In this presentation, the main radioactive source terms and their migration mechanism in the Lead-Bismuth fast reactor is introduced briefly. And the lasted research progress on the LFR source terms issues in IFCEN-SYSU are summarized:

1) Series testing platforms for LFR source terms were constructed, including the radioactive aerosol from LBE, tritium behavior in LBE, corrosion products transportation, and I/Cs/Te evaporation device.

2) A multi-physics numerical model for the source terms migration had been established. The flow and heat transfer field in the reactor was simulated based on the Finite Element Method (FEM), coupled with the dynamic migration model of source term spices. The influence factors such as nuclide decay, covering gas leakage, containment ventilation and aerosol deposition are comprehensively considered, and the influencing factors are evaluated in detail.

3) Experimental research on key nuclides such as Te/I/Cs/T had been conducted to measure the physical and chemical properties in LBE coolant. The experimental results indicated that the particle size distribution of Te-doped LBE aerosols is mainly at the nanometer level, the chemical form of Te in LBE aerosols is mainly TeO₂. Deuterium (instead of tritium) in the cover gas mainly exists in the form of HD and HDO, and the HDO share reaches more than 90% under various conditions. The transport properties as solubility, diffusivity and permeability of tritium, and the evaporation rate of fission products were also measured in various conditions.

_____

## SET OF TASKS:
1. Decide whether each statement agrees with the summary of lead-bismuth fast reactor source term research above, answering yes or no and quoting the deciding words: (a) the flow and heat transfer in the reactor were simulated with the Finite Element Method; (b) the Te-doped LBE aerosols measured were mainly micrometer-sized; (c) HDO made up less than half of the deuterium forms in the cover gas.
2. Go on with the summary of lead-bismuth fast reactor source term research, starting after its final sentence.

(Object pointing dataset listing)
_____

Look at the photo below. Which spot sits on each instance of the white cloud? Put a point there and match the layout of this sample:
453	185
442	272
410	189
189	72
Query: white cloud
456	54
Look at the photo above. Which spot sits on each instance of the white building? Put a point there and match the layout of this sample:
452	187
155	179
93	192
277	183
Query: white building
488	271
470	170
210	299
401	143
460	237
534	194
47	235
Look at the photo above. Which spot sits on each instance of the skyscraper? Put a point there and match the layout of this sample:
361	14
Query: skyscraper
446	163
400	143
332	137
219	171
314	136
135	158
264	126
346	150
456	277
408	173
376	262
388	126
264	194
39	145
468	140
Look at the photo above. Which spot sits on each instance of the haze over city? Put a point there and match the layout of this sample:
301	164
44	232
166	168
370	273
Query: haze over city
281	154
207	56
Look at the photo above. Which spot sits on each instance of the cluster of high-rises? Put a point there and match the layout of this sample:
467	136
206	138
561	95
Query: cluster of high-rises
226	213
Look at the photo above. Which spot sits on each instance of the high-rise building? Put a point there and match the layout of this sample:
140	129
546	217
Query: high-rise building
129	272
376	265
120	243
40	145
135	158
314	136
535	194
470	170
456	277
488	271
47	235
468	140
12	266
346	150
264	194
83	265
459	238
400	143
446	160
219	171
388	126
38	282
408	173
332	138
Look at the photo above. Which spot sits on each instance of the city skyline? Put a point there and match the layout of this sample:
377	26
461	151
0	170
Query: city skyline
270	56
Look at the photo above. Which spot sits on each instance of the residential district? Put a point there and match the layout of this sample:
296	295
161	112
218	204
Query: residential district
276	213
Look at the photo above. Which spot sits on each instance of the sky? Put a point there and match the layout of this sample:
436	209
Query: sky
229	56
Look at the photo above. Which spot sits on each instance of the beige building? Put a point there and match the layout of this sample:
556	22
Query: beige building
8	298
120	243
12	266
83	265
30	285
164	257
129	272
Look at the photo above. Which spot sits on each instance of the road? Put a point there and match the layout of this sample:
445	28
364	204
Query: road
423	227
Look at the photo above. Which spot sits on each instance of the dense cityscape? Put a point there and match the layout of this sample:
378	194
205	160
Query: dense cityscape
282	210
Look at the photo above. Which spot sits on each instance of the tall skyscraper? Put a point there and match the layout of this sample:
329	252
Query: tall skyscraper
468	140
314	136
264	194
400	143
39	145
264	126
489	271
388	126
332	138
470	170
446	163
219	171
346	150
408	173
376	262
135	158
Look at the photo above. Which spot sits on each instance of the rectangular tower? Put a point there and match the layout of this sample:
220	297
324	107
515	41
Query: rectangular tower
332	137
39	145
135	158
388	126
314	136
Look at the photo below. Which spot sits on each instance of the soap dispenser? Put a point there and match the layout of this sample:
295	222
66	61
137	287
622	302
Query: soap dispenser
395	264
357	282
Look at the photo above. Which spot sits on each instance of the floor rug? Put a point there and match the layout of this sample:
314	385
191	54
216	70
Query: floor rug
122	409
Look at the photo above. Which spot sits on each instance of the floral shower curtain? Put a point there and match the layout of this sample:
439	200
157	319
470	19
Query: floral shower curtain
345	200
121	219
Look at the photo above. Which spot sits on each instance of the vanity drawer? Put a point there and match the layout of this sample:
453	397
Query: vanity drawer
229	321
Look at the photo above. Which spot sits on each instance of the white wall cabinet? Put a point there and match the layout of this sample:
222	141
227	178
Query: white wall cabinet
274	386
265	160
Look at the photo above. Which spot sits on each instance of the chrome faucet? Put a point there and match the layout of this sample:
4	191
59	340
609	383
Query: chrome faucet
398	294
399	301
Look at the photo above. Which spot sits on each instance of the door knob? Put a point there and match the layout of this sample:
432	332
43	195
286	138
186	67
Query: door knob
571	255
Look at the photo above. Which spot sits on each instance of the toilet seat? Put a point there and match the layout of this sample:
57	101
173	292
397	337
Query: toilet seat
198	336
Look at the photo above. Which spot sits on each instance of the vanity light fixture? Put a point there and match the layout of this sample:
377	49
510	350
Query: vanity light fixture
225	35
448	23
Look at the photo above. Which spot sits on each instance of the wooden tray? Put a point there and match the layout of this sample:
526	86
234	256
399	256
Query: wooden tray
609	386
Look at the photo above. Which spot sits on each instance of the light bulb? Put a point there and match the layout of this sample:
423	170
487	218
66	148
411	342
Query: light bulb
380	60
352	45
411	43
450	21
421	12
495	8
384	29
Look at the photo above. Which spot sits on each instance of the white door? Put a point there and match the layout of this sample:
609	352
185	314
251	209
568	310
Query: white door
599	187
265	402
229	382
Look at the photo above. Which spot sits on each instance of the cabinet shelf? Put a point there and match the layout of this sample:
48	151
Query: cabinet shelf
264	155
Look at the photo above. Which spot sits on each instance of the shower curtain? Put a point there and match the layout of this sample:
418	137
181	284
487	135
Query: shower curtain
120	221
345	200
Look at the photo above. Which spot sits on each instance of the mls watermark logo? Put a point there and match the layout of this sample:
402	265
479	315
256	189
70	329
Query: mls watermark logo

_____

## SET OF ANSWERS:
1.
(a) Yes: "The flow and heat transfer field in the reactor was simulated based on the Finite Element Method (FEM)"
(b) No: "the particle size distribution of Te-doped LBE aerosols is mainly at the nanometer level"
(c) No: "the HDO share reaches more than 90% under various conditions"

2.
Finally, the key technical challenges for the control and treatment of the source term for LBR are discussed.

Presenting Author: Muyi Ni Sino-French Institute of Nuclear Engineering & Technology, Sun Yat-sen University

Presenting Author Biography: Ph.D. in Nuclear Engineering from the School of Nuclear Science and Technology, University of Science and Technology of China in 2013, and has been engaged in research in the field of nuclear safety and radiation protection. From 2016 to 2017, the Ministry of Science and Technology appointed the International Thermonuclear Fusion Experimental Reactor (ITER) as a Senior Visiting Scholar. Since 2018, he has been employed by ITER International as an ITER Scientific Fellow. He is an expert in radiation protection and environmental impact assessment for the Ministry of Ecology and Environment. He has been awarded the "Doctoral Academic Newcomer Award" by the Ministry of Education and the "Outstanding Youth in Tritium Science" by Chinese Nuclear Society.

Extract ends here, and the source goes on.